**記述問題 A:** 以下のデータ行のうち、「Report the position of every instance of the building」を含む行から「pixel 259 155」を含む行までを、「brick」を「stone」に置き換え、ほかは一切変えずに更新して示せ。

**文書抜粋:**
################

細川俊夫×多和田葉子×大野和士
新国立劇場から世界に問う多言語オペラ《ナターシャ》、8月世界初演

 2年前の2023年3月、細川俊夫のヴァイオリン協奏曲「祈る人」が、ベルリン・フィルハーモニー管弦楽団によって初演された。自然と人間の一体性を主題にしてきた細川は、この作品で戦争という野蛮な行為によって自然を破壊する人間の姿を織り込んだ。当時、ベルリンの文化イベントで細川は新たなオペラの創作に取り組んでいることを明かしていたが、ついにその全容が明らかになった。

 この8月、新国立劇場で細川俊夫作曲の新作オペラ《ナターシャ》が世界初演される。オペラ部門の大野和士芸術監督が打ち出す「日本人作曲家委嘱作品シリーズ」第3弾として実現するものだ。

左より:大野和士/細川俊夫 ©Kaz Ishikawa/多和田葉子

 台本を手掛けたのは、ベルリンを拠点にドイツ語と日本語の両方で小説や戯曲を発表し、世界的にも評価の高い作家の多和田葉子。細川から「日本発の多言語オペラを創ろう」という誘いを受けた多和田は、「脳に電光が走った。オペラという形で、現代世界のダイバーシティを表現してみたい」と思ったという。

################

**記述問題 B:** 上の細川俊夫の新作オペラ《ナターシャ》についての文章の続きを、最後の文の後から書け。

################

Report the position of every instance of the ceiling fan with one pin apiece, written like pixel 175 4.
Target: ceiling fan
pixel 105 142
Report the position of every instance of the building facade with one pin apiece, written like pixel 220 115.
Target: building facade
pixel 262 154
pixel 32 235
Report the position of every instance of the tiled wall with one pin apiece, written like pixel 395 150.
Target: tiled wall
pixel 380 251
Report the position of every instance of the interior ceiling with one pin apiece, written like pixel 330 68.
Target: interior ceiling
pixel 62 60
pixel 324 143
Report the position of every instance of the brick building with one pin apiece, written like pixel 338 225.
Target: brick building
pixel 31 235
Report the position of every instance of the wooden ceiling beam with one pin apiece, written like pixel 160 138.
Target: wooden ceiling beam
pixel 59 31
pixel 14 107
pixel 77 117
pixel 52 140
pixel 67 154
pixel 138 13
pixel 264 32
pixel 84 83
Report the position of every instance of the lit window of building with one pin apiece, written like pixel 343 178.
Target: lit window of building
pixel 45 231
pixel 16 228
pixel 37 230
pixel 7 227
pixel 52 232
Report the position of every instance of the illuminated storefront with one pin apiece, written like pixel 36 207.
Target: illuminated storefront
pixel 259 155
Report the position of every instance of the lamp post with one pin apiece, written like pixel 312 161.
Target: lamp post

################

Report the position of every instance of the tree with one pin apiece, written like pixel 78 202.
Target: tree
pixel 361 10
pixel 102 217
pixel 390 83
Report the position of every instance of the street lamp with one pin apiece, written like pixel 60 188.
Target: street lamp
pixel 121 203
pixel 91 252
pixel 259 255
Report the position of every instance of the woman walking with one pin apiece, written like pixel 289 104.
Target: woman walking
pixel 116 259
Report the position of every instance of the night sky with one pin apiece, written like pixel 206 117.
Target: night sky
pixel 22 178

################

**結果 A:**
Report the position of every instance of the building facade with one pin apiece, written like pixel 220 115.
Target: building facade
pixel 262 154
pixel 32 235
Report the position of every instance of the tiled wall with one pin apiece, written like pixel 395 150.
Target: tiled wall
pixel 380 251
Report the position of every instance of the interior ceiling with one pin apiece, written like pixel 330 68.
Target: interior ceiling
pixel 62 60
pixel 324 143
Report the position of every instance of the stone building with one pin apiece, written like pixel 338 225.
Target: stone building
pixel 31 235
Report the position of every instance of the wooden ceiling beam with one pin apiece, written like pixel 160 138.
Target: wooden ceiling beam
pixel 59 31
pixel 14 107
pixel 77 117
pixel 52 140
pixel 67 154
pixel 138 13
pixel 264 32
pixel 84 83
Report the position of every instance of the lit window of building with one pin apiece, written like pixel 343 178.
Target: lit window of building
pixel 45 231
pixel 16 228
pixel 37 230
pixel 7 227
pixel 52 232
Report the position of every instance of the illuminated storefront with one pin apiece, written like pixel 36 207.
Target: illuminated storefront
pixel 259 155

**結果 B:**
 作品のテーマは、深刻度が増す地球の環境破壊。物語では、アラトという日本人の青年が、大きな災害で母を失った後に遠い国を旅していて、やはり故郷を追われたウクライナ人女性のナターシャに出会う。そこに「メフィストの孫」と名乗る謎めいた男が現れ、アラトとナターシャは現代に渦巻く7つの「地獄」を旅するというストーリーだ。

 地獄を巡るというアイディアは、多和田がコロナ禍の時期に読み直したダンテの『神曲』から発想を得た。そこには、森林破壊、洪水、干ばつといった、危機に瀕した地球のうめきのみならず、「快楽地獄」や「ビジネス地獄」もあるという。5月に行われた記者懇談会では、細川が「私のオペラで初めて調性音楽が使われています。ハ短調です」と、新しい手法を取り入れたことも明かした。

左より:イルゼ・エーレンス/山下裕賀 ©Yoshinobu Fukaya/クリスティアン・ミードル/クリスティアン・レート

 タイトルロールのナターシャには、細川の信頼も厚いソプラノのイルゼ・エーレンス。アラトにメゾソプラノの山下裕賀、地獄への案内人となるメフィストの孫にバリトンのクリスティアン・ミードルなど、最高の歌い手が揃った。演出と舞台美術はドイツ出身のクリスティアン・レートが手がける。オペラの中で中心に歌われるのは、ドイツ語、日本語、ウクライナ語だが、ゲーテの『ファウスト』をはじめ古今東西の文学が引用されたり、冒頭の合唱では「海」という言葉が実に36もの言語でささやかれたりと、かつてない多言語のオペラ体験が待ち受けているのは間違いない。

 アラトとナターシャの旅の行方が気になるところだが、タクトをとる大野は、「異なる言語によって、それぞれの内面により深い結びつきが呼び覚まされるという意味での多言語であり、最終的に言語世界を超えるというところにこのオペラの面白さがある」と語る。そしてこうも言う。「魂を動かすことができるのが音楽という存在」と。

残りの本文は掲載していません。